Document.
The gasping, grunting and oozing hard-body slab that muscles, and sometimes crawls, through Live Free or Die Hard (released in Taiwan as Die Hard 4.0) sure looks like John McClane. Older if apparently no wiser, the blue-collar super-cop from the Die Hard franchise has lost his hair, his foul mouth and apparently his nicotine itch, but he still has the same knack for trouble, the adrenaline-pumping, cheerfully anarchic kind that causes cars to ignite, bodies to fly, eardrums to pop and hearts to race and gladden. He's also lost his sneer, but sneering is cheap, and movies are expensive, especially when your star has pushed past 50 and slid off the power lists.
A lot has happened in the 12 years since Bruce Willis yippee-kai-yay-ed in Die Hard With a Vengeance with a glowering Samuel L. Jackson in tow. During that time Willis' star has expanded and collapsed through hits and duds and plenty of personal off-screen noise. The world has changed too, of course, and with it the action-flick coordinates: for one, Arnold Schwarzenegger runs California, while the sober, nonwisecracking likes of Matt Damon's Bourne rules the bad-boy roost. For another: Willis has become an increasingly appealing character actor, the kind who punches up a scene or two (Alpha Dog, Fast Food Nation) or an entire movie (16 Blocks), mostly by playing it not so nice and very easy.
Life or age or something has mellowed Willis. He no longer enters a movie like God's gift, as he did almost two decades ago in the first Die Hard, lips pursed as if he alone were in on the joke - which, given the fat salary he was earning, perhaps he was. In Live Free or Die Hard he enters swinging, fist smashing through hard glass and sinking into soft flesh. He's making a point and so is the movie, namely that McClane (and Willis) is ready to earn our love again by performing the same lovably violent, meathead tricks as before. And look, he's not laughing, not exactly, even if the film ends up a goof.
PHOTOS: COURTESY OF FOX
An unexpectedly funny goof, at that, despite everything, including the mayhem and somewhat creepy plot. The screenplay attributed to Mark Bomback, who shares the story credit with David Marconi, has the whiff of multiple writers, as action-driven productions generally do. It originated with a 1997 story (dubiously titled A Farewell to Arms) by John Carlin in Wired magazine about the potential for a cataclysmic, nation-crippling "information war," which mutated and stalled, picking up new writers and equally doubtful names (WW3.com, Die Hard 4.0). Somewhere along the development line, the real world intruded, which is why the original idea about an information war now includes a plausible-sounding or at least not entirely outlandish hook to Sept. 11 - hence, the creepiness.
In most Hollywood action movies, references to Sept. 11 as well as to the wars in Iraq and Afghanistan are often tacked on or displaced, used for decorative flag-waving or scenes of torture. Live Free or Die Hard tries to engage the real world more directly than most studio-made fantasies, with a logic-defying plot involving a disgruntled government security expert. That would be Thomas Gabriel, who seems partly inspired by the counterterrorism expert Richard Clarke and partly informed by Bill Gates and is wholly played by the pretty Timothy Olyphant, dressed in black and wearing Maggie Q on his arm. Olyphant has many charms, but annihilating menace is not one of them. Willis nonetheless keeps any incredulity in check along with his sneer.

Aim a. Reproduce the rows starting at their first line and ending after the line containing "<point>141,2</point>", with both ends included. Omit the pictures from your reproduction.
The review and the rows are unrelated material.

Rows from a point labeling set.
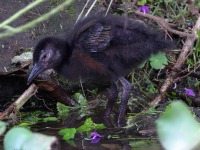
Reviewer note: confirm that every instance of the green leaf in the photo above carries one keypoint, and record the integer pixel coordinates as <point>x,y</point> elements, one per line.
<point>38,141</point>
<point>158,61</point>
<point>87,126</point>
<point>2,127</point>
<point>177,128</point>
<point>50,119</point>
<point>67,133</point>
<point>80,98</point>
<point>15,137</point>
<point>100,126</point>
<point>62,110</point>
<point>141,2</point>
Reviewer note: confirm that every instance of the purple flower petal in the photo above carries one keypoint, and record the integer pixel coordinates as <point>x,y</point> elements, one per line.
<point>96,140</point>
<point>189,92</point>
<point>144,9</point>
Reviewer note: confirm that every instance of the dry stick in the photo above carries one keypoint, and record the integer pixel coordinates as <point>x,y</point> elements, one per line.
<point>187,47</point>
<point>20,101</point>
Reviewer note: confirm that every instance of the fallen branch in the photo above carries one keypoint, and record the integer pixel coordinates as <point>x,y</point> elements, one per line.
<point>14,107</point>
<point>187,47</point>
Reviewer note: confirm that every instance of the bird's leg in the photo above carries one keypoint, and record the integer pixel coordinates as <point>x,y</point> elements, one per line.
<point>127,87</point>
<point>113,95</point>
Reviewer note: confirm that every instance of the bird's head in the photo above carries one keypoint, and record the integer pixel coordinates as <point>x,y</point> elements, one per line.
<point>47,55</point>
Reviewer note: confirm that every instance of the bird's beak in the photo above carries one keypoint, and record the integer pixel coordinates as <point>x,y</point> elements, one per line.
<point>37,69</point>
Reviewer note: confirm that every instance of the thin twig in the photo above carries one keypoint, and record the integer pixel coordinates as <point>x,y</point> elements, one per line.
<point>79,16</point>
<point>31,24</point>
<point>21,12</point>
<point>92,6</point>
<point>187,47</point>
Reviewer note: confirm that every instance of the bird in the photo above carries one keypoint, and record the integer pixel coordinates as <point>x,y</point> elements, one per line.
<point>100,48</point>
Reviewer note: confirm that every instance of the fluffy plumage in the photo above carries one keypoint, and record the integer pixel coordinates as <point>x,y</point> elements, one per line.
<point>100,47</point>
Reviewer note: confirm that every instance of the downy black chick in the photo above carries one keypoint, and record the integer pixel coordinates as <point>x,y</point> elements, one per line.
<point>100,47</point>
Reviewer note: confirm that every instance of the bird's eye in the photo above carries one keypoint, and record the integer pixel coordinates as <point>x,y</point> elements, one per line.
<point>44,56</point>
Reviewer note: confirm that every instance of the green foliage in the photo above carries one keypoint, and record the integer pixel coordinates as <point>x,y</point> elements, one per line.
<point>47,119</point>
<point>80,99</point>
<point>15,137</point>
<point>23,139</point>
<point>158,61</point>
<point>2,127</point>
<point>62,110</point>
<point>177,128</point>
<point>88,126</point>
<point>67,133</point>
<point>143,2</point>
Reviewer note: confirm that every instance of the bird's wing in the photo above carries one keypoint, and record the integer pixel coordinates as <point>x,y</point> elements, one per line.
<point>96,38</point>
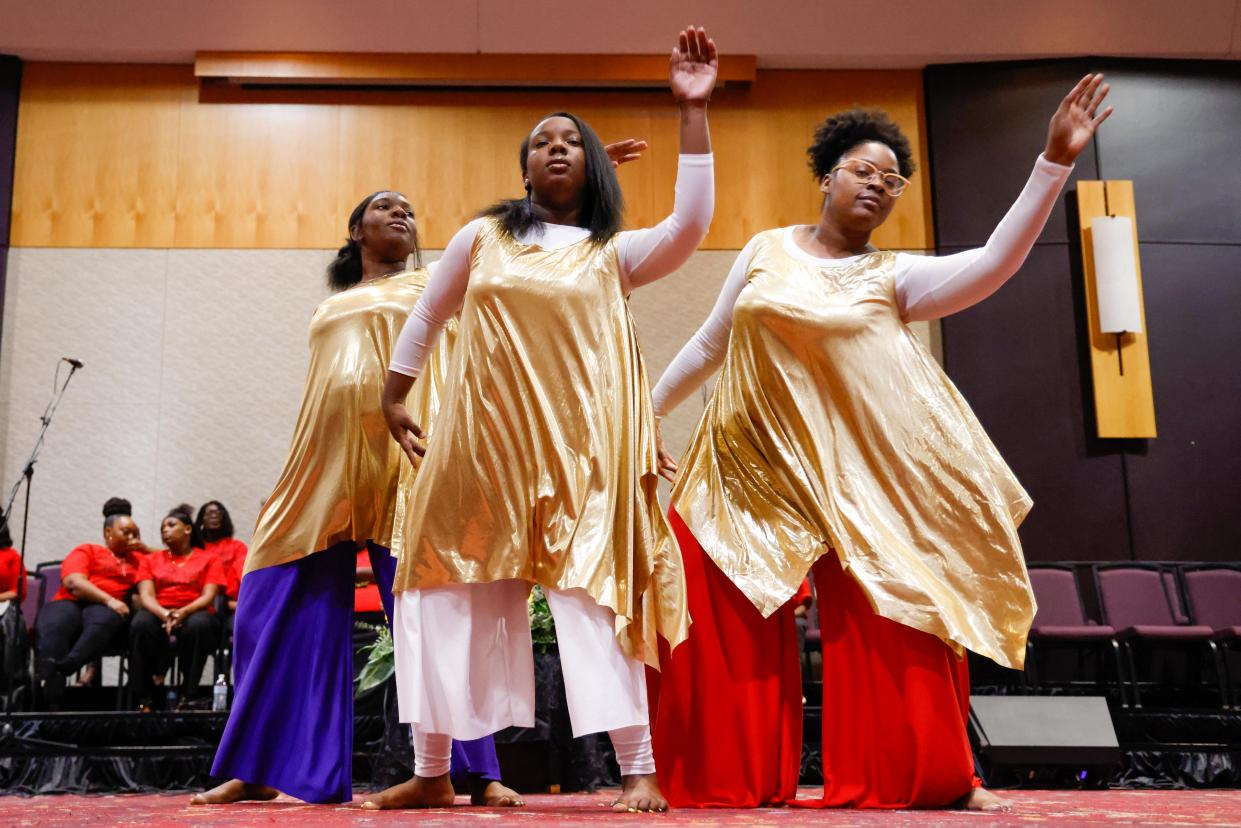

Aim b. According to the review, which magazine published John Carlin's 1997 story about an "information war"?

Response a.
Reviewer note: confirm that every instance of the green leaf in the photo above carries one keypoint, and record the integer pixel coordinates as <point>x,y</point> elements, one per line.
<point>38,141</point>
<point>158,61</point>
<point>87,126</point>
<point>2,127</point>
<point>177,128</point>
<point>50,119</point>
<point>67,133</point>
<point>80,98</point>
<point>15,137</point>
<point>100,126</point>
<point>62,110</point>
<point>141,2</point>

Response b. Wired magazine.